[Excerpts of pointing data]
· · · · · · ·

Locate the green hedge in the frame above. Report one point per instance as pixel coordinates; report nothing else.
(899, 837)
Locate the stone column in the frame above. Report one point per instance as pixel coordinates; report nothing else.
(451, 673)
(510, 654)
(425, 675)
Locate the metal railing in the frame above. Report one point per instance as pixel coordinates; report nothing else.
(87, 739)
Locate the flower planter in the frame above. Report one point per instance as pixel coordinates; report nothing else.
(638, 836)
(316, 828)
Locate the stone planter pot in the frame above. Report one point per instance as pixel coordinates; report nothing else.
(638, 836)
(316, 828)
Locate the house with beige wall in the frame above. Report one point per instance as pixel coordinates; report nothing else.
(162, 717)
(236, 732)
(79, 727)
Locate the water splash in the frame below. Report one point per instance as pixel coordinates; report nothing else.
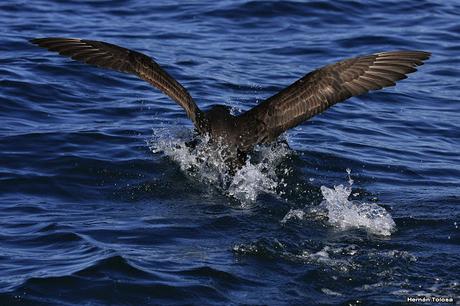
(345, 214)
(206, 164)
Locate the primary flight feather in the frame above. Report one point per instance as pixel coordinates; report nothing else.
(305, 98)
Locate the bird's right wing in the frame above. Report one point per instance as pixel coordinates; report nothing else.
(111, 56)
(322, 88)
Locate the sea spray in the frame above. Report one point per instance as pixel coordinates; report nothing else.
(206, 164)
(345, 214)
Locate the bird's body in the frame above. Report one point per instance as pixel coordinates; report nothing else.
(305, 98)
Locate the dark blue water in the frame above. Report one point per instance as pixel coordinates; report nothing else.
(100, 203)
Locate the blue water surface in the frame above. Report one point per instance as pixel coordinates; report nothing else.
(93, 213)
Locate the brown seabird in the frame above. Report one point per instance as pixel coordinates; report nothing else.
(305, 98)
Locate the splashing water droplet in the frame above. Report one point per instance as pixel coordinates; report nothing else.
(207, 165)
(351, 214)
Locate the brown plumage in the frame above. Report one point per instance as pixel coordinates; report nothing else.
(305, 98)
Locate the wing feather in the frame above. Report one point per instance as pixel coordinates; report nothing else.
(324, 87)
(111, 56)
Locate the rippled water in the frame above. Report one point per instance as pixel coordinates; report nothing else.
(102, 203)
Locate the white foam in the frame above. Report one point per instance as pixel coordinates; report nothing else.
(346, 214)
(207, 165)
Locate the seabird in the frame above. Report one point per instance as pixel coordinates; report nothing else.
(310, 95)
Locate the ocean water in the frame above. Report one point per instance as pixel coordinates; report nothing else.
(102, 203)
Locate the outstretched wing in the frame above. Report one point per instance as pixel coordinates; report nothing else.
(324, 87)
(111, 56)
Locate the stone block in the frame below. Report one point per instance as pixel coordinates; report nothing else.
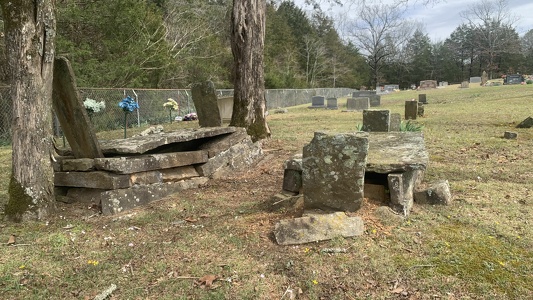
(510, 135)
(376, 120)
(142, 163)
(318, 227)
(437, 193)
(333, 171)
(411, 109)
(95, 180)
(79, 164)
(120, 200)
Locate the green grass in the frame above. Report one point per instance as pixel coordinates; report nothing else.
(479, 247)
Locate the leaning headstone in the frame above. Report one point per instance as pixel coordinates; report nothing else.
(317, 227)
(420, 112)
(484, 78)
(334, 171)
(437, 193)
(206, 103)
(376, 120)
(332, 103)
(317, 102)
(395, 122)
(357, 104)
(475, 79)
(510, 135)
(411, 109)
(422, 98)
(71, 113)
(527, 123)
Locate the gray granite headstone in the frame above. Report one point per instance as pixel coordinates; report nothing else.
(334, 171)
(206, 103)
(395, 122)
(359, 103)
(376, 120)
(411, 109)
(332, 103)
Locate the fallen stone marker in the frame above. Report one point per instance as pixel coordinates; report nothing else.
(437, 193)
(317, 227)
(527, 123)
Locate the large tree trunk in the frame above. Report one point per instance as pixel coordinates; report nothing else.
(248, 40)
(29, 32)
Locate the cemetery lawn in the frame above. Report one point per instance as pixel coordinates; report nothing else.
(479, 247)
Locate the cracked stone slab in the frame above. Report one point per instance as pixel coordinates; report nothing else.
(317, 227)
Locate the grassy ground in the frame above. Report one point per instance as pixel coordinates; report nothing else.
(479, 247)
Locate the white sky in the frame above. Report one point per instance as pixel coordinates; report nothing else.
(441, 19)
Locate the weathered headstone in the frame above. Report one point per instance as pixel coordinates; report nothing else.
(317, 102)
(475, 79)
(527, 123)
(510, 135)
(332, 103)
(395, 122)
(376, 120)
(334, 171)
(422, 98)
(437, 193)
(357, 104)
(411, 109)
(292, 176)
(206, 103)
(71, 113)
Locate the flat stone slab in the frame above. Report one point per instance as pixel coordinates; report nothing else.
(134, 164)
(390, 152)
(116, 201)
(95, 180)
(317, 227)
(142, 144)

· · · · · · ·

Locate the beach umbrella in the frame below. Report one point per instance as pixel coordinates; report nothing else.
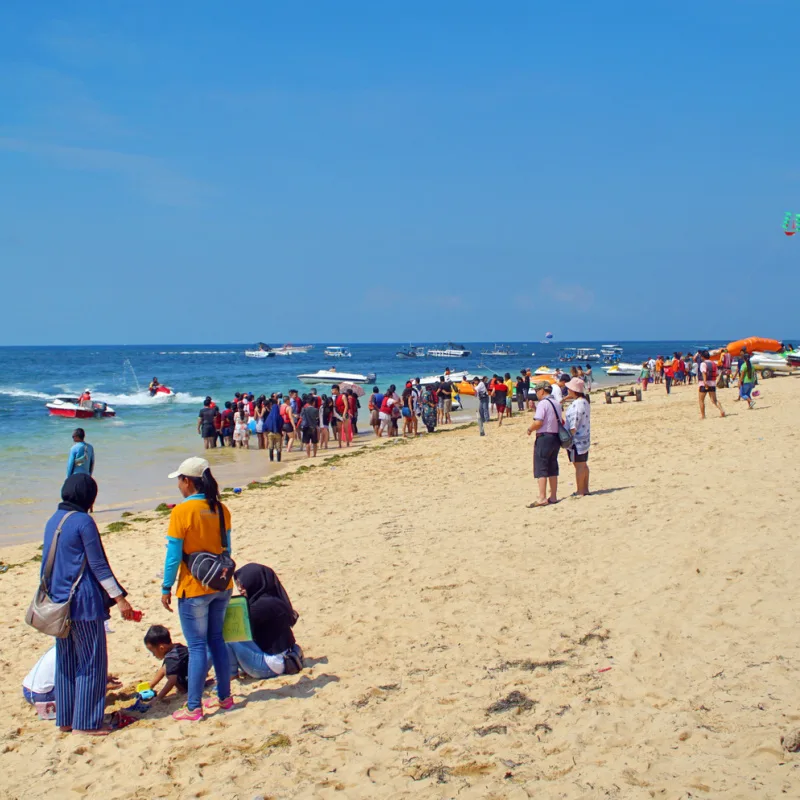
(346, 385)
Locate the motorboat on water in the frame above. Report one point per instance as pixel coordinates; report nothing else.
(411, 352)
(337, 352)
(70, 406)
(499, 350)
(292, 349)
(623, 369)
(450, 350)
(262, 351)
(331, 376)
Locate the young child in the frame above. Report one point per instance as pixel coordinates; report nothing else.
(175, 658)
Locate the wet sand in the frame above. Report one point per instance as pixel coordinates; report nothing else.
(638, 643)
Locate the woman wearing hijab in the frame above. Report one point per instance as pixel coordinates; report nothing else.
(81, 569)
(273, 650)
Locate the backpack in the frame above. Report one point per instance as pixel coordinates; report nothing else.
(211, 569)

· · · · · · ·

▶ PROBLEM DETAILS
Count the lines in the data above that contain the string "seabird", matching case exactly, and give only the number.

▶ OUTPUT
2